:: Passage shown ::
Segment Open

Stents are widely used in the palliative treatment of esophageal malignant diseases for dysphagia. Their safety and efficacy in the curative neoadjuvant setting while induction therapy is underway have not been established. Concerns have been raised about a low frequency of curative surgery and poor survival outcomes when stenting has been used as a pathway to neoadjuvant therapy.
A systematic review was undertaken to identify patients with esophageal cancer undergoing stent implantation before or during neoadjuvant chemotherapy, where curative intent resection was planned, from 1949 to December 2014. The primary outcome was survival and secondary outcomes were adverse events and progression to resection. The event rate and confidence intervals (CIs) were calculated.
Our literature search identified 425 potentially relevant reports and articles on patients who had undergone stenting in neoadjuvant therapy, of which 14 studies (n = 430 patients) met the inclusion criteria for analysis. A total of 430 patients were identified undergoing stenting and neoadjuvant therapy with intention to cure. Resection was determined in 250 patients in a highly heterogeneous group and was achieved in 46.9% of patients (95% CI: 22.8–71.8). The variability of the resection proportion in the reports was very wide. Adequate data evaluating complete resection were available only in five studies. Upon intention to treat for cure, there were enough data from 119 patients to assess resection, of whom 56 eventually had complete surgical excision (i.e., 47%). The rate of resection was also highly heterogeneous (p < 0.0001, 95% CI: 86.86–96.38) and the total random effects was 35.3% (95% CI: 8.3–68.9)
Esophageal stenting in the neoadjuvant setting cannot be supported or rejected by the current data.

Segment Closed

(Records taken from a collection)
Segment Open

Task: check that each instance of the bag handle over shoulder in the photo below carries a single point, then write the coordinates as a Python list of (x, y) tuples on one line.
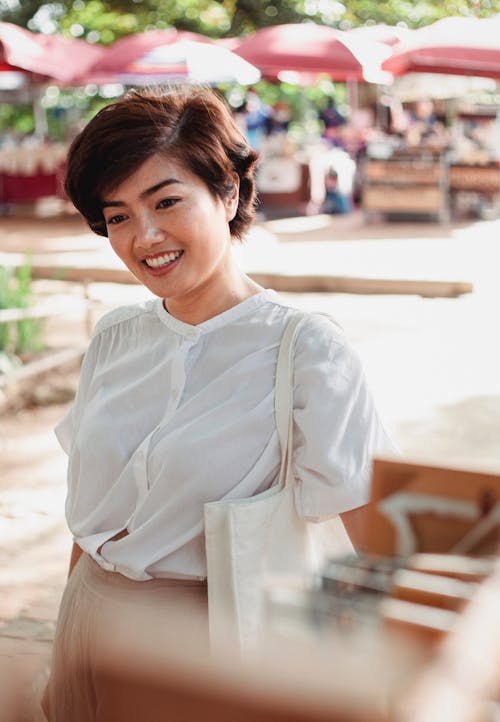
[(283, 399)]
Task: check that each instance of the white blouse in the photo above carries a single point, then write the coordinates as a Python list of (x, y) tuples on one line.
[(169, 416)]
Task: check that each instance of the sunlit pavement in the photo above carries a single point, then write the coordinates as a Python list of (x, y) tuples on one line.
[(432, 364)]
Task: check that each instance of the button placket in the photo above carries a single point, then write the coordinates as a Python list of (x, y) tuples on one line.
[(140, 461)]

Segment Closed

:: Activities ::
1) From the summary on esophageal stenting, copy word for word the part that opens with the words containing "Stents are widely" and closes with "to neoadjuvant therapy.".
2) According to the summary on esophageal stenting, how many studies met the inclusion criteria for analysis?
3) Does each statement agree with the summary on esophageal stenting? Answer yes or no for each, and quote the deciding words.
(a) The review searched for reports up to December 2014.
(b) The primary outcome of the review was adverse events.
(c) Data on complete resection were adequate in every included study.

:: Answers to the exercise ::
1)
Stents are widely used in the palliative treatment of esophageal malignant diseases for dysphagia. Their safety and efficacy in the curative neoadjuvant setting while induction therapy is underway have not been established. Concerns have been raised about a low frequency of curative surgery and poor survival outcomes when stenting has been used as a pathway to neoadjuvant therapy.

2) 14 studies, covering 430 patients.

3)
(a) Yes: "from 1949 to December 2014."
(b) No: "The primary outcome was survival and secondary outcomes were adverse events and progression to resection."
(c) No: "Adequate data evaluating complete resection were available only in five studies."